== Exercise objective ==
Could you repeat every entry below word for word, leaving out the pictures?

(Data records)

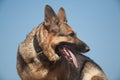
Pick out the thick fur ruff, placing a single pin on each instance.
(52, 51)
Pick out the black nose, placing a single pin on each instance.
(84, 48)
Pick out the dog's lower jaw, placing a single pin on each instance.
(54, 58)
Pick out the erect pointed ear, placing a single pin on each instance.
(62, 16)
(49, 14)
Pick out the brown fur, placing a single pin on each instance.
(47, 64)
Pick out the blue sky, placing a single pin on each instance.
(97, 22)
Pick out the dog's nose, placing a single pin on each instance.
(87, 49)
(84, 48)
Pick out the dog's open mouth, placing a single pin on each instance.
(66, 52)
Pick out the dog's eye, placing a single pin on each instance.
(72, 34)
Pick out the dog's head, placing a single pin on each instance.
(60, 35)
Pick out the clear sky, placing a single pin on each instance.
(97, 22)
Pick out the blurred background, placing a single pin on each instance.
(97, 22)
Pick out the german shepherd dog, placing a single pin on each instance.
(52, 51)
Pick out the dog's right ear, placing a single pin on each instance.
(49, 15)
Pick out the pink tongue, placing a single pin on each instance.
(71, 55)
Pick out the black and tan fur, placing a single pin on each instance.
(38, 56)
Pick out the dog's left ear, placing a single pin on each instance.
(49, 15)
(62, 15)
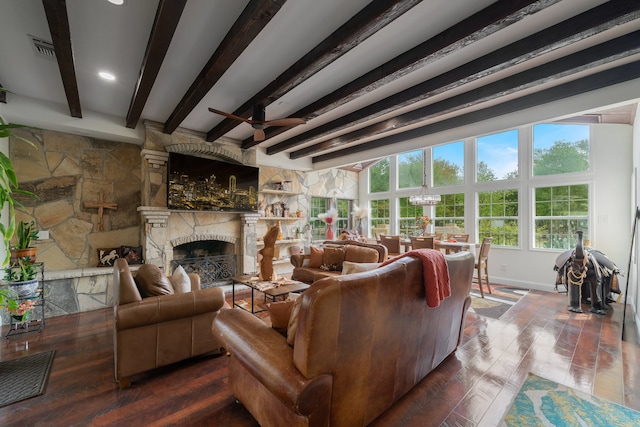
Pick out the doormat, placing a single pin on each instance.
(496, 303)
(542, 402)
(24, 377)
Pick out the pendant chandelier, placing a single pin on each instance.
(425, 198)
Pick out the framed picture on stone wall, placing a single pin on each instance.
(107, 256)
(133, 254)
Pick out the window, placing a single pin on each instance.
(318, 227)
(380, 217)
(497, 156)
(498, 216)
(410, 169)
(448, 164)
(559, 148)
(560, 212)
(407, 218)
(379, 177)
(343, 222)
(450, 214)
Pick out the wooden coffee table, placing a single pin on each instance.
(272, 289)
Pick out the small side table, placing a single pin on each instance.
(271, 289)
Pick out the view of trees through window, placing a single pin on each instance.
(407, 218)
(448, 164)
(560, 148)
(560, 212)
(450, 213)
(380, 215)
(498, 216)
(379, 176)
(410, 171)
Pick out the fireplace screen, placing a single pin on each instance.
(216, 270)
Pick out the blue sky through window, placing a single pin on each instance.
(500, 152)
(545, 135)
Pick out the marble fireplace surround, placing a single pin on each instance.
(165, 229)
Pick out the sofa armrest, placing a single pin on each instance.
(265, 354)
(164, 308)
(297, 260)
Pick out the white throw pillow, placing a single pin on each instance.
(350, 267)
(180, 281)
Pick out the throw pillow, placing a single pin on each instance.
(152, 282)
(180, 281)
(332, 258)
(280, 313)
(315, 258)
(293, 322)
(349, 267)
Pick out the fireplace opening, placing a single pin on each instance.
(213, 260)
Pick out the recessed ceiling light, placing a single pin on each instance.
(107, 76)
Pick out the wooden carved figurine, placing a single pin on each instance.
(266, 263)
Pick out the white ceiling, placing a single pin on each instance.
(114, 38)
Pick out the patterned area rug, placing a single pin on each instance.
(541, 402)
(24, 377)
(496, 303)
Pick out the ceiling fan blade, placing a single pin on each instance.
(229, 115)
(291, 121)
(258, 135)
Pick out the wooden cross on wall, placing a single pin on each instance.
(101, 205)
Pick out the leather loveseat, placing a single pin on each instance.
(362, 342)
(159, 330)
(354, 251)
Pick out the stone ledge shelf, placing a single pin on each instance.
(82, 272)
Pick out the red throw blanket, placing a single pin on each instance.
(437, 284)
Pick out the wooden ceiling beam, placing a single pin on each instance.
(58, 20)
(584, 60)
(255, 16)
(164, 26)
(580, 27)
(361, 26)
(498, 15)
(590, 83)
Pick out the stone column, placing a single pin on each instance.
(154, 234)
(247, 256)
(154, 177)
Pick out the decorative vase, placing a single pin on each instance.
(329, 235)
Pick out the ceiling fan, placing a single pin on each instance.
(258, 121)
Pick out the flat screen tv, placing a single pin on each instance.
(198, 183)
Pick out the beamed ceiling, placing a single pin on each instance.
(367, 76)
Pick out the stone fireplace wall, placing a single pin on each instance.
(66, 171)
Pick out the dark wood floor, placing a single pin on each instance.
(474, 386)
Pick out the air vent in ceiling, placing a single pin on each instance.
(42, 48)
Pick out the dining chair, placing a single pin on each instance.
(482, 264)
(421, 242)
(392, 243)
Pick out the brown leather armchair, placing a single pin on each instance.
(160, 330)
(362, 342)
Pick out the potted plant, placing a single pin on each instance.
(8, 189)
(22, 277)
(27, 233)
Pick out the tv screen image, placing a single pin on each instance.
(198, 183)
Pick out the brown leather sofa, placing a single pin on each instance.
(160, 330)
(362, 341)
(352, 252)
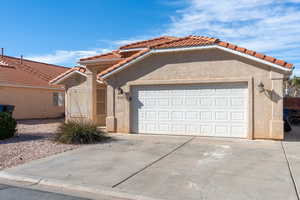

== Result ==
Pick out the thick fur ruff, placing a single pin on each instance.
(52, 51)
Pick out the black nose, placing a single pin on each instance.
(84, 48)
Pick out the dog's lower jaw, placing a single pin on each instance.
(54, 58)
Pick out the erect pointed ear, placing a single pin on each instance.
(62, 16)
(49, 14)
Pick out the brown fur, placing a single pin on each instance.
(47, 64)
Pick out the blue sky, placing a single pin on each instance.
(97, 22)
Pick out the dog's nose, placing a single pin on each instance.
(87, 49)
(84, 48)
Pick out the dog's open mouth, placing a single pin on each instance.
(66, 52)
Pick out the dog's eye, placing a single pin on each instance.
(72, 34)
Pick out the dog's head, placing a single pin on each instance.
(60, 35)
Pick out the clear sky, placing a single pin on each instance.
(97, 22)
Pick out the blurred background, placing a single pin on each instance.
(97, 22)
Pick out the german shepherd dog, placing a single pin on each instance.
(52, 51)
Pick out the dog's right ear, placing a single pin on each instance.
(49, 15)
Pick out the pink tongue, placing a single pin on each instance.
(71, 55)
Pick out the black and tan fur, placing a single pin on each instance.
(38, 56)
Pick out the dog's left ear, placing a single pin on each instance.
(49, 15)
(62, 15)
Pick out the doormat, placing a single pin on each instance.
(496, 303)
(542, 402)
(24, 377)
Pick out the pendant chandelier, placing a single pin on each instance.
(425, 198)
Pick out the framed picture on stone wall, placing a single pin on each instance.
(107, 256)
(133, 254)
Pick out the window, placing a single pin on each instance.
(318, 227)
(380, 217)
(497, 156)
(498, 216)
(410, 169)
(448, 164)
(559, 148)
(560, 212)
(407, 218)
(379, 177)
(343, 222)
(450, 214)
Pick out the wooden coffee table, placing a single pin on each instance.
(272, 289)
Pick out the small side table, placing a single pin on each instance.
(271, 289)
Pick out the view of trees through window, placing a single pin on each instance.
(407, 218)
(448, 164)
(560, 148)
(560, 212)
(450, 213)
(380, 215)
(498, 216)
(379, 176)
(410, 171)
Pick out the fireplace screen, placing a single pin on each instance.
(216, 270)
Pick out the blue sky through window, placing a single pin on each instance.
(500, 152)
(545, 135)
Pick out the marble fireplace surround, placing a single pin on each instance.
(165, 229)
Pick out the sofa armrest, placing a single pin on each instance.
(265, 354)
(164, 308)
(297, 260)
Pick out the white throw pillow, placing a single pin on each instance.
(350, 267)
(180, 281)
Pick out the throw pillow, placing a single pin on each instance.
(152, 282)
(180, 281)
(332, 258)
(280, 313)
(315, 258)
(293, 322)
(349, 267)
Pick out the fireplace opening, placing a single pin on each instance.
(213, 260)
Pick out the recessed ceiling light, placing a single pin on each instance.
(107, 76)
Pick out the wooden carved figurine, placing a single pin on each instance.
(266, 263)
Pick out the white ceiling, placing a single pin on each instance.
(114, 38)
Pick out the patterned area rug, placing a single pin on each instance.
(541, 402)
(24, 377)
(496, 303)
Pick out the ceiling fan blade, placing a single pin on each instance.
(229, 115)
(291, 121)
(258, 135)
Pick out the wooden cross on wall, placing a single pin on each instance.
(101, 205)
Pick out the leather loveseat, placing a single pin on each instance.
(362, 342)
(159, 330)
(354, 251)
Pick out the stone ledge shelf, placing a single pin on each instance.
(82, 272)
Pick out the red throw blanket, placing a single pin on each instance.
(437, 284)
Pick out the wooden ceiling beam, placing a single pin on each instance.
(58, 20)
(584, 60)
(255, 16)
(164, 26)
(580, 27)
(361, 26)
(498, 15)
(590, 83)
Pick out the stone column, placing a single pin on each instance.
(154, 234)
(247, 256)
(154, 177)
Pick out the decorative vase, placing a single pin on each instance.
(329, 235)
Pick out the ceiling fan, placing a single pin on each instance.
(258, 121)
Pick out the flat screen tv, placing a single pin on each instance.
(198, 183)
Pick out the beamed ceiling, placing a single pin on each instance.
(367, 76)
Pick out the stone fireplace wall, placing a single pin on each instance.
(66, 171)
Pick out the dark wood floor, placing a single pin on each instance.
(474, 386)
Pick out the air vent in ceiling, placing a single pin on each instance.
(42, 48)
Pick out the dining chair, placing a single pin on each instance.
(482, 264)
(421, 242)
(392, 243)
Pick out the brown leather armchair, placing a single pin on each instance.
(160, 330)
(362, 342)
Pick out the potted plant, placing a single pin on each instance.
(8, 189)
(22, 277)
(27, 233)
Pick out the tv screen image, placing a single pin on each instance.
(198, 183)
Pick out the brown leather sofa, placing a single pin on each instance.
(160, 330)
(362, 341)
(352, 252)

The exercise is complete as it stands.